Study material

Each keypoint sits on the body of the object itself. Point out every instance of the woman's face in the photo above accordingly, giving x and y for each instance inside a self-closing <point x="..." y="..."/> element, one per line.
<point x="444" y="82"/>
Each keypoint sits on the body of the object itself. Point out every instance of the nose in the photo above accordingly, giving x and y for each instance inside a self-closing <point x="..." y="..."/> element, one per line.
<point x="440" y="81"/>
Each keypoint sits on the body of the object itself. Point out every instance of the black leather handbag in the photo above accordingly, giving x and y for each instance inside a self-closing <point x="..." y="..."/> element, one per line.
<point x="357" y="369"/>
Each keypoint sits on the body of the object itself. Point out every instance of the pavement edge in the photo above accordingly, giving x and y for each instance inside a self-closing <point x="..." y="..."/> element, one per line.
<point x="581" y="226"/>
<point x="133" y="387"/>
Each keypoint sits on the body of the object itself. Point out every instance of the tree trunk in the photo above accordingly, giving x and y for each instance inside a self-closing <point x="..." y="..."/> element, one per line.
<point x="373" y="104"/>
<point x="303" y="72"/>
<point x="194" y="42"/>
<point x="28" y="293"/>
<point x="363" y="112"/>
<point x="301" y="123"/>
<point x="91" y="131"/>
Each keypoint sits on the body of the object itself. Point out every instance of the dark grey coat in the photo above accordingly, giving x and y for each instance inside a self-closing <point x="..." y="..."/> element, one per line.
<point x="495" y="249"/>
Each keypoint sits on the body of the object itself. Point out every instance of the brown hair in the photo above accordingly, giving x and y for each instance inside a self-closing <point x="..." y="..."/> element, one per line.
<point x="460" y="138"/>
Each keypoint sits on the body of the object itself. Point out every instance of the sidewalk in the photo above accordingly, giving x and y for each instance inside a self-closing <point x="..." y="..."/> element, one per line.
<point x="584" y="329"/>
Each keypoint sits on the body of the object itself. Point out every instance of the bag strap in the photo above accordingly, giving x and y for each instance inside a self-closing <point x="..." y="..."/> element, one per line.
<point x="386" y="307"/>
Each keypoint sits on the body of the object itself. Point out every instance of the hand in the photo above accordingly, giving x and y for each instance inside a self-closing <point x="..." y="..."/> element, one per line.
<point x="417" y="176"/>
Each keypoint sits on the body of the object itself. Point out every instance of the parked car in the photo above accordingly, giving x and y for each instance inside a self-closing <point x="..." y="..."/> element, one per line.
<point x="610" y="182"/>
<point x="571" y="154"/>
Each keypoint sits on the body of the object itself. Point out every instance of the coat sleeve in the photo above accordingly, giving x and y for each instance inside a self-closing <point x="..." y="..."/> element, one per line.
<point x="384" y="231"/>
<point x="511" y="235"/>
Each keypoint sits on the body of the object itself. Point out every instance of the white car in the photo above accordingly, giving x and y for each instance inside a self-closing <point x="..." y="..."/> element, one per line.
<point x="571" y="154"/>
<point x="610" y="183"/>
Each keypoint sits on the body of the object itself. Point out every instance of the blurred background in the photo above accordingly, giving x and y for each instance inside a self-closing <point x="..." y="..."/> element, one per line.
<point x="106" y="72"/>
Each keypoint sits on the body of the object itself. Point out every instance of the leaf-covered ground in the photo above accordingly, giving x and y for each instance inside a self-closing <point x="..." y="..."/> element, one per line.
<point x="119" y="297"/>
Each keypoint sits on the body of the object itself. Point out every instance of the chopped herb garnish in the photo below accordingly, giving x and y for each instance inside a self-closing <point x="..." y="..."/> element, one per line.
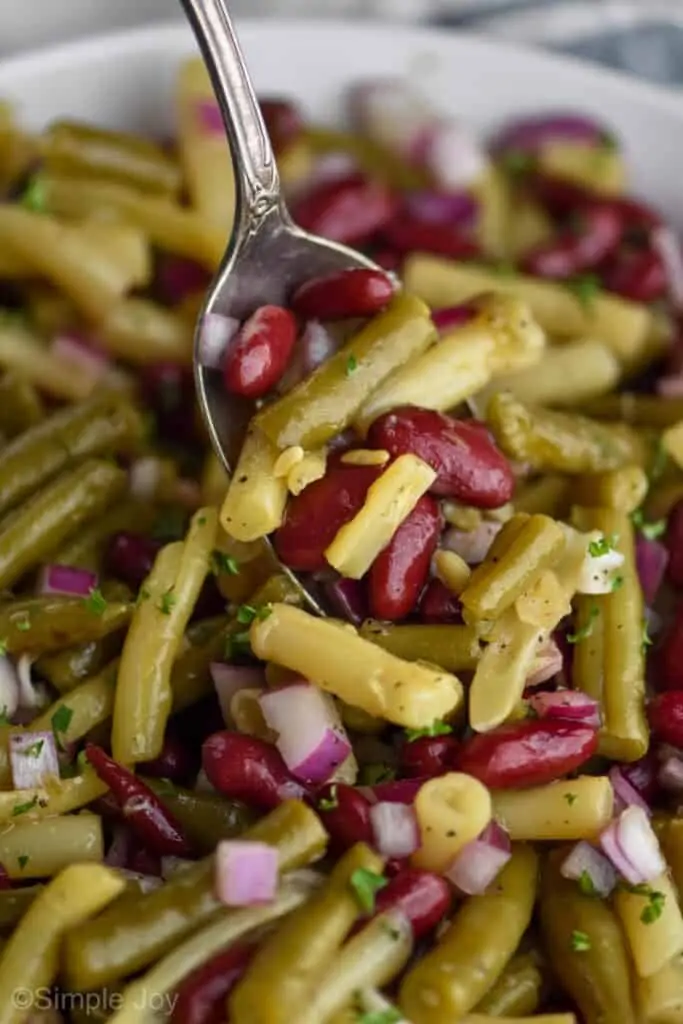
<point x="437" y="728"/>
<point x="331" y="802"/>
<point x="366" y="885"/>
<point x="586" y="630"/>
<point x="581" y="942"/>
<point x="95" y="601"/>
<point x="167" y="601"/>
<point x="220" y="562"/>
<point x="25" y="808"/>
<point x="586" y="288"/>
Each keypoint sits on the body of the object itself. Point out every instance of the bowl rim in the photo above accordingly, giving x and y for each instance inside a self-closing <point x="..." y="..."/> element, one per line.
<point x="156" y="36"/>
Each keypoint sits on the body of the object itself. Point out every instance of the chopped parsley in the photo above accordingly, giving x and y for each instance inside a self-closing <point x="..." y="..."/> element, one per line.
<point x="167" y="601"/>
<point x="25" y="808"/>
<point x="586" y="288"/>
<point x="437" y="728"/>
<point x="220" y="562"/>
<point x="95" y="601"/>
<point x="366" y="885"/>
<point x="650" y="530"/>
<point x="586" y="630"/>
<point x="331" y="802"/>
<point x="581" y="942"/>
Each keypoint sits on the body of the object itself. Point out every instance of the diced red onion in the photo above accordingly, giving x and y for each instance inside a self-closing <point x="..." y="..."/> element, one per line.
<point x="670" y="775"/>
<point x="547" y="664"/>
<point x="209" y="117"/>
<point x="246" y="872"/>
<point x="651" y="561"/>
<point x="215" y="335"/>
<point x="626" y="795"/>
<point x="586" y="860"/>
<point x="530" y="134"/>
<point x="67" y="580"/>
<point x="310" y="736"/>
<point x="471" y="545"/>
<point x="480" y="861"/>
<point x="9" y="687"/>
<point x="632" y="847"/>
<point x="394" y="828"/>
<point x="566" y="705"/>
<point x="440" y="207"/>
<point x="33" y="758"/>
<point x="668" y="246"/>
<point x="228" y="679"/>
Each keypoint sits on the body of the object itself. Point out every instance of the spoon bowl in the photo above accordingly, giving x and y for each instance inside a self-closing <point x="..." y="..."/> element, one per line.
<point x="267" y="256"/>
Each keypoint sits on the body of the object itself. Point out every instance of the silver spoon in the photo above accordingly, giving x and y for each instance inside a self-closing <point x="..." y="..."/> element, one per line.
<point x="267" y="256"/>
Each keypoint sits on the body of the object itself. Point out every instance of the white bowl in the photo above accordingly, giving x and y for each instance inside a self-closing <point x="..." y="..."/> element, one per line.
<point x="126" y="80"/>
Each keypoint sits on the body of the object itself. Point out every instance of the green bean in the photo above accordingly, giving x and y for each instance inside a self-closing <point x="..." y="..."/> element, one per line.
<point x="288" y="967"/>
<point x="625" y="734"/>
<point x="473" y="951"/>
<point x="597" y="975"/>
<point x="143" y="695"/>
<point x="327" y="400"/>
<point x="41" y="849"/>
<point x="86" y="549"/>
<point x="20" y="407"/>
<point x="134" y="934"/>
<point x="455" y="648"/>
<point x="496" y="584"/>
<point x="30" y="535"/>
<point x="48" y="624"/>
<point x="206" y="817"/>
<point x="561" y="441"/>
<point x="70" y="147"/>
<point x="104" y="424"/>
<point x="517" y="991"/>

Activity
Pictures in the entries are to be skipped, and everything else repeated word for word.

Expected output
Each keypoint sits on the body of the object itself. Point out every instance of the woman's face in the photo above accordingly, giving x and y for each instance inside a self-closing <point x="..." y="..."/> element, one per line.
<point x="444" y="82"/>
Each keypoint sits on the body of the object itself. Point out every instance of the nose in the photo above accordingly, giving x and y for each instance inside a self-closing <point x="..." y="..."/> element, one per line.
<point x="440" y="81"/>
Each keypoint sits on the body of the object itself. Point out every instance of the black leather handbag in the photo above accordingly, giving x and y for each instance inside a self-closing <point x="..." y="..."/> element, one per line.
<point x="357" y="369"/>
Each keypoint sits on the body of the object itself. Point out every instance of the pavement edge in the photo above accordingly, giving x and y for each instance inside a self-closing <point x="..." y="..."/> element, one per line.
<point x="581" y="226"/>
<point x="133" y="387"/>
Each keypoint sits on the body of the object itself. Point out every instance of the tree trunk in the photo above accordingly, giving x and y for each instance inside a self-closing <point x="..." y="..."/> element, one per line.
<point x="373" y="104"/>
<point x="303" y="72"/>
<point x="194" y="42"/>
<point x="28" y="293"/>
<point x="363" y="112"/>
<point x="301" y="123"/>
<point x="91" y="131"/>
Each keypoint sits on the body of the object itself. Point out every instance of the dark grey coat in the photo above accordingly, giving x and y for each instance inside a self-closing <point x="..." y="..."/> element, one per line.
<point x="495" y="249"/>
Each keypoint sits on the body of the object itself. Point out every instance of the brown hair in the photo above accordingly, giving x and y for each instance inside a self-closing <point x="..." y="..."/> element, one per line.
<point x="460" y="138"/>
Each keypoint sits on the body of the object itself. Point out every instance of the sidewalk in the photo above accordingly, giving x and y for each instance inside a self-closing <point x="..." y="..."/> element, one per line.
<point x="584" y="329"/>
Each keypoint sits on the body of the object itself. Point out every instance of the bag strap in the photo above accordingly, giving x and y for each instance inside a self-closing <point x="..." y="..."/> element, one per line.
<point x="386" y="307"/>
Each keypoint sits on the body of the object itself. Point out every instance of the hand in the photo above accordingly, giving x and y for each instance inside a self-closing <point x="..." y="..."/> element, one per line.
<point x="417" y="176"/>
Each keypoint sits on the body of the object itself. Point out every instance of the parked car in the photo above accordingly, giving x and y for each instance inside a self-closing <point x="..." y="..."/> element, one per line.
<point x="610" y="182"/>
<point x="571" y="154"/>
Each keypoint sits on the body of the object itself. Point out every instance of the coat sleeve in the photo above accordingly, giving x and y for each instance inside a self-closing <point x="..." y="..."/> element, one per line.
<point x="384" y="231"/>
<point x="511" y="235"/>
Each keypoint sits on the body of the object itself. Point out every instance of the white car in the photo above accordingly, giving x and y for each instance inside a self-closing <point x="..." y="..."/> element, one per line.
<point x="571" y="154"/>
<point x="610" y="183"/>
Each keypoint sits on the body of the object itself. Point out every instance of the blurred background in the photo above accordingly, giving x and y for each instance inside a self-closing <point x="..." y="..."/> element, one per line.
<point x="106" y="72"/>
Each keypoint sits on the body of the object itself. Point out every instance of the leaf-covered ground in the photo above accordingly, giving x and y for each instance inside a self-closing <point x="..." y="..."/> element, one per line.
<point x="119" y="297"/>
Each keypoint sits on the body of the object itself. Point out every instance of the chopped herb garnish in the photo below accordingly, giving x and y for each instance inside a self-closing <point x="..." y="..."/> element, one per line.
<point x="437" y="728"/>
<point x="331" y="802"/>
<point x="366" y="885"/>
<point x="586" y="630"/>
<point x="581" y="942"/>
<point x="95" y="601"/>
<point x="167" y="601"/>
<point x="220" y="562"/>
<point x="25" y="808"/>
<point x="586" y="288"/>
Each keypoint sits on the body of the object itself. Point out every instance of the bowl rim in the photo above accordingly, giving x and y for each instance inside a self-closing <point x="..." y="..."/> element, one per line.
<point x="156" y="36"/>
Each keypoint sits on the body of the object itself. Point out every instance of the chopped parsley in the photo above accordingly, giving x and y for each instance inside a self-closing <point x="..." y="..."/> element, one per line.
<point x="167" y="601"/>
<point x="25" y="808"/>
<point x="586" y="288"/>
<point x="437" y="728"/>
<point x="220" y="562"/>
<point x="95" y="601"/>
<point x="366" y="885"/>
<point x="650" y="530"/>
<point x="586" y="630"/>
<point x="331" y="802"/>
<point x="581" y="942"/>
Each keypoint sits on the body of the object itself. Point out every instance of the diced red onion in the photo above accordingly, giving x and y for each instance inside a self-closing <point x="..." y="..."/> element, one per line.
<point x="670" y="775"/>
<point x="547" y="664"/>
<point x="209" y="117"/>
<point x="246" y="872"/>
<point x="651" y="561"/>
<point x="215" y="335"/>
<point x="626" y="795"/>
<point x="586" y="860"/>
<point x="530" y="134"/>
<point x="67" y="580"/>
<point x="310" y="736"/>
<point x="471" y="545"/>
<point x="480" y="861"/>
<point x="9" y="687"/>
<point x="632" y="847"/>
<point x="394" y="828"/>
<point x="566" y="705"/>
<point x="440" y="207"/>
<point x="33" y="758"/>
<point x="668" y="246"/>
<point x="228" y="679"/>
Each keypoint sits on the body of the object itself. Point out every instance of the spoon bowl in the photo above accordingly, giving x and y for each instance inside a self-closing <point x="..." y="..."/> element, one per line.
<point x="267" y="256"/>
Each keypoint sits on the body of the object itself. Point out every instance of the silver spoon in the photo above accordingly, giving x and y for each instance inside a self-closing <point x="..." y="..."/> element, one per line.
<point x="267" y="256"/>
Each keypoint sits on the body of the object itself. Point out every instance of the white bowl in the photo above accordingly, giving x and y for each instance inside a self-closing <point x="..." y="..."/> element, one per line.
<point x="126" y="80"/>
Each keypoint sits on the body of the object itself. Point out every instance of the green bean in the photo above accordingly, giving x and y for each instance inside a self-closing <point x="..." y="..."/> element, one per line.
<point x="288" y="967"/>
<point x="625" y="734"/>
<point x="473" y="951"/>
<point x="597" y="975"/>
<point x="143" y="695"/>
<point x="327" y="400"/>
<point x="41" y="849"/>
<point x="86" y="549"/>
<point x="20" y="407"/>
<point x="134" y="934"/>
<point x="455" y="648"/>
<point x="496" y="584"/>
<point x="30" y="535"/>
<point x="48" y="624"/>
<point x="206" y="817"/>
<point x="561" y="441"/>
<point x="70" y="147"/>
<point x="104" y="424"/>
<point x="517" y="991"/>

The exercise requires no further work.